- TASK TO COMPLETE -
Answer these questions from the passage below on Christian charity and state welfare:
(a) After whose death did church-dispensed charity decline sharply?
(b) According to the passage, how are funds for state programs gathered?
(c) What was the U.S. out-of-wedlock birth rate in 1960?

==== DOCUMENT EXCERPT ====

Question: Where would society be if Christians stopped practicing charity and compassion outside the church walls?
Professor Alvin Schmidt has the answer. His entire book, How Christianity Changed the World (Zondervan, 2001, 2004) is worthy of your read. For now, I would like to provide you with excerpts from my friend’s book most appropriate for this discussion of the health care mandate. Alvin is a very respected acquaintance of mine who has, over the years, been a popular pro-life workshop and keynote presenter. He has been kind to encourage my speaking and writing. Alvin is a retired professor of sociology, faithful Biblical Christian, and involved U.S. citizen. Considering the times in which we find ourselves, I highly recommend your read of Professor Schmidt’s meticulous documentation of Christianity’s influence on the world.
From the earliest years of Christianity to the ninth century, charity needs in the West were regularly provided for by the church. Church-dispensed charity declined sharply after the death of Charlemagne in 814. Feudal lords were to take care of the poor on their lands, but they did so inadequately. By the sixteenth century, charity had become largely secularized. By the twentieth century, state welfare payments replaced much of the churches’ charity. Today, millions who receive state welfare payments in the Western world probably know little or nothing about the fact that the payments they receive are largely the result of Christianity’s influence.
Modern state welfare grew out of the Christian practice of charity, but it’s important to note that government programs, welfare, and even health care cannot be equated with Christian charity. State programs operate on the basis of coercion; funds are involuntarily gathered by means of enforced taxation. This violates the spirit and method of true Christian charity. Christian-based charities and organizations serve others by using funds that are donated or freely given as love-offerings.
Government welfare programs are at odds with Christian charity because they often produce unintended harmful effects by unintentionally encouraging the loss of individual responsibility and even rewarding it. One such effect has been the continued rise in the rates of children born out of wedlock, a trend that has steadily increased from the mid-1960s to present day. In 1960 the out-of-wedlock birth rate was 5.3 percent of all births in the U.S., while in 1998 it was 33 percent (an increase of nearly 600 percent). Another consequence of government welfare has been the rewarding of the indolent, which nullifies the Christian admonition: “If a man will not work, he shall not eat” (2 Thess. 3:10). Imprudent charity is not a good thing. Another effect of government welfare programs at odds with Christian charity is that they often foster political demagoguery by pandering to the voters who are recipients of social welfare. Political demagoguery, or appealing to the emotions of a certain group of people, clearly violates Christian charity, not only because it uses deception, but also because it benefits the selfish interests of the demagogues or leaders who reap political gain by presenting themselves as advocates of welfare. This is Roman liberalitis, not Christian caritas.

==== SUPPLIED ENTRIES ====

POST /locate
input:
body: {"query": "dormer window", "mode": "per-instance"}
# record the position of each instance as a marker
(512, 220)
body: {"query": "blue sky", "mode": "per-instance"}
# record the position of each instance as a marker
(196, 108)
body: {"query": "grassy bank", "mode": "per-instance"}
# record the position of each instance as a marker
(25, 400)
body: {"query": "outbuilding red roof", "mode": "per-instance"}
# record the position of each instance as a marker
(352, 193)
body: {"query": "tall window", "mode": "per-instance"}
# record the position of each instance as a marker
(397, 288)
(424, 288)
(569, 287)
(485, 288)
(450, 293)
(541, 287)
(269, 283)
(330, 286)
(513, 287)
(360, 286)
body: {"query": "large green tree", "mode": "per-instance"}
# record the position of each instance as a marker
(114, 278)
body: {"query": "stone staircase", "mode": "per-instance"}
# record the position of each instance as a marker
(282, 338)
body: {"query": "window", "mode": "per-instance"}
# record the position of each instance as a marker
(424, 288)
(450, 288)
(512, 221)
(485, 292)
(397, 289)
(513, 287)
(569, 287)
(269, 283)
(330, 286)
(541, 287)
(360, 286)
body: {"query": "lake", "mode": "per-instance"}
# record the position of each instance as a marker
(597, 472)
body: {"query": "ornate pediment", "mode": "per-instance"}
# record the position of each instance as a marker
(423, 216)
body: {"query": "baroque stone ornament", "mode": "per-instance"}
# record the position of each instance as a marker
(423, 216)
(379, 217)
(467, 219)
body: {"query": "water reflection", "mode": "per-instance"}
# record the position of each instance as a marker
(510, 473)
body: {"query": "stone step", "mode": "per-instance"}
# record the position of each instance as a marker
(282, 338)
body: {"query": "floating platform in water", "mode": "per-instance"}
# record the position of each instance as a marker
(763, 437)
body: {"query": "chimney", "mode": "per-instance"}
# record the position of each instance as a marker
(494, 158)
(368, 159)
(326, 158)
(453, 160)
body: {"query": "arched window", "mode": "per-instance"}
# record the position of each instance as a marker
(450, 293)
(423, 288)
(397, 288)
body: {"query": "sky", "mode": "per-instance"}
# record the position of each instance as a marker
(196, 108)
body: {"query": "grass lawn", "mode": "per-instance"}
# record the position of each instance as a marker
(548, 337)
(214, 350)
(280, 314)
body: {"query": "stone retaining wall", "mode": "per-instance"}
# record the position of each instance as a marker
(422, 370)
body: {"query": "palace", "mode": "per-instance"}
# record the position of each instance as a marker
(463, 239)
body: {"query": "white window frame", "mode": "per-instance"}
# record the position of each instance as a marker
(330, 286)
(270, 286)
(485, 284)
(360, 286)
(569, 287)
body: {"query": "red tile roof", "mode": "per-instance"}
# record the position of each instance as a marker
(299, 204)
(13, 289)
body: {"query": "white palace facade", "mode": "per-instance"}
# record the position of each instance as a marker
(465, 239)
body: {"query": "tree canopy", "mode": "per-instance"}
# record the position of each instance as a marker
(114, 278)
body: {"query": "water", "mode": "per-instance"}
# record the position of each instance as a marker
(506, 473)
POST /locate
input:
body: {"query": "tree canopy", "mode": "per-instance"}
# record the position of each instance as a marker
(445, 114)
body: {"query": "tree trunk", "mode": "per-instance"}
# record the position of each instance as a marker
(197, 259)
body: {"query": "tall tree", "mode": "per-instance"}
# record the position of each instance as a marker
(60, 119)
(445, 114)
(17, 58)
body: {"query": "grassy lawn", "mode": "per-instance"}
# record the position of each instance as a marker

====

- RESULT OF THE EXERCISE -
(a) Charlemagne's, in 814
(b) Involuntarily, through enforced taxation
(c) 5.3 percent of all births